RECORDS TO USE Start Marker

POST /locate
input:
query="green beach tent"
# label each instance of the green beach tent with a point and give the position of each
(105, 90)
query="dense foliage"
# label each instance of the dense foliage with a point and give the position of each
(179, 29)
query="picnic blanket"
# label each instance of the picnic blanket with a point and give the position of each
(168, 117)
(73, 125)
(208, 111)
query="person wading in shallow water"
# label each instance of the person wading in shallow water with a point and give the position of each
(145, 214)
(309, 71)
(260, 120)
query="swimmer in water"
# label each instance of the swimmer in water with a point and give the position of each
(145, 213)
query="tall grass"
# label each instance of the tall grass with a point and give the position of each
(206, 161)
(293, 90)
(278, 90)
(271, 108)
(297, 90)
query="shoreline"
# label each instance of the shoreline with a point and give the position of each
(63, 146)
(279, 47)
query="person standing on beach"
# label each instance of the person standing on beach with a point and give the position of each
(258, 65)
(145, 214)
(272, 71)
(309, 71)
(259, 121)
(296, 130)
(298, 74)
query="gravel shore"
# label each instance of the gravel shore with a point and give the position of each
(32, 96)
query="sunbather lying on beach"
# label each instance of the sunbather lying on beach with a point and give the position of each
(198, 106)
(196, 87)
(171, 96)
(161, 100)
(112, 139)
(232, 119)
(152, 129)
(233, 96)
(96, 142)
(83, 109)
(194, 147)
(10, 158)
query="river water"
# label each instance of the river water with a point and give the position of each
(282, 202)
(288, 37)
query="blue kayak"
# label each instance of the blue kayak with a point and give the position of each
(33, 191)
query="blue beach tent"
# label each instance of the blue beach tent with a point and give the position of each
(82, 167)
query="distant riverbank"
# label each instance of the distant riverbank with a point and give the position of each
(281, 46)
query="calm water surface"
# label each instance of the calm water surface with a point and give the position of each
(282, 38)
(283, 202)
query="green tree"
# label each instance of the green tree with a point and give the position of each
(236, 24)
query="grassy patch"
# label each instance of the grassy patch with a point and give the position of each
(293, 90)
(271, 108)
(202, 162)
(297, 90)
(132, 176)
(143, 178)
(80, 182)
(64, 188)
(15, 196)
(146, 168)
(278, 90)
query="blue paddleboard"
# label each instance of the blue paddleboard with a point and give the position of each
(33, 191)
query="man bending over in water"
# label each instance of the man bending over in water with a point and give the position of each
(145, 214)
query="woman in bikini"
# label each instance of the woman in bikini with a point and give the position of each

RECORDS TO USE End Marker

(WORK REQUEST) Once you have read the records, repeat them all exactly.

(RESPONSE)
POST /locate
input:
query="green beach tent"
# label each instance of the green beach tent with a point and give the position of each
(105, 90)
query="dense foliage"
# label each instance of the dense foliage with a point and give the position of each
(179, 29)
query="picnic blanket"
# label each instance of the picnic blanket with a point and give the position of each
(168, 117)
(73, 125)
(208, 111)
query="person wading in shallow water"
# label each instance of the person wading in shallow water with a point and give the position of each
(145, 214)
(309, 71)
(260, 120)
query="swimmer in water"
# label each instance of the swimmer in water with a point and give the position of each
(145, 213)
query="tall grass"
# label each instance of the tall grass with a point and give the position of each
(206, 161)
(293, 90)
(278, 90)
(271, 108)
(297, 90)
query="shoreline"
# label each instance of the shoreline with a point and give the position of each
(63, 146)
(279, 47)
query="person standing on beach"
# label each instance of the person standing on beach with a point and give the position of each
(258, 65)
(145, 214)
(272, 71)
(309, 71)
(259, 121)
(296, 130)
(298, 74)
query="gravel shore"
# label each instance of the gravel shore with a point and give the position of each
(32, 96)
query="sunbather lying on beach"
# label each instance of the sunbather lying on beach with a point and give the position of each
(198, 106)
(196, 87)
(171, 96)
(161, 100)
(112, 139)
(232, 119)
(152, 129)
(233, 96)
(96, 142)
(83, 109)
(194, 147)
(10, 158)
query="river water"
# label each instance of the river water with a point and give the position of each
(282, 202)
(288, 37)
query="blue kayak"
# label each instance of the blue kayak with a point and give the position of each
(33, 191)
query="blue beach tent"
# label each instance of the blue beach tent with a point and give the position of each
(82, 167)
query="distant riverbank"
# label each instance of the distant riverbank with a point and give the position of each
(281, 46)
query="calm water surface"
# label each instance of the calm water surface with a point and give the position of each
(282, 38)
(283, 202)
query="green tree"
# label each instance of the green tree with a point and give the position of each
(236, 24)
query="grassy patch"
# label each instance of the grassy patch with a point and give the position of each
(293, 90)
(271, 108)
(202, 162)
(297, 90)
(132, 176)
(143, 178)
(80, 182)
(64, 188)
(15, 196)
(146, 168)
(278, 90)
query="blue paddleboard"
# label each instance of the blue paddleboard with a point and give the position of each
(33, 191)
query="man bending over in water"
# label each instance of the man bending over in water with a point and give the position of each
(145, 214)
query="woman in bikini"
# label each instance of the woman in bikini with a point and give the position of each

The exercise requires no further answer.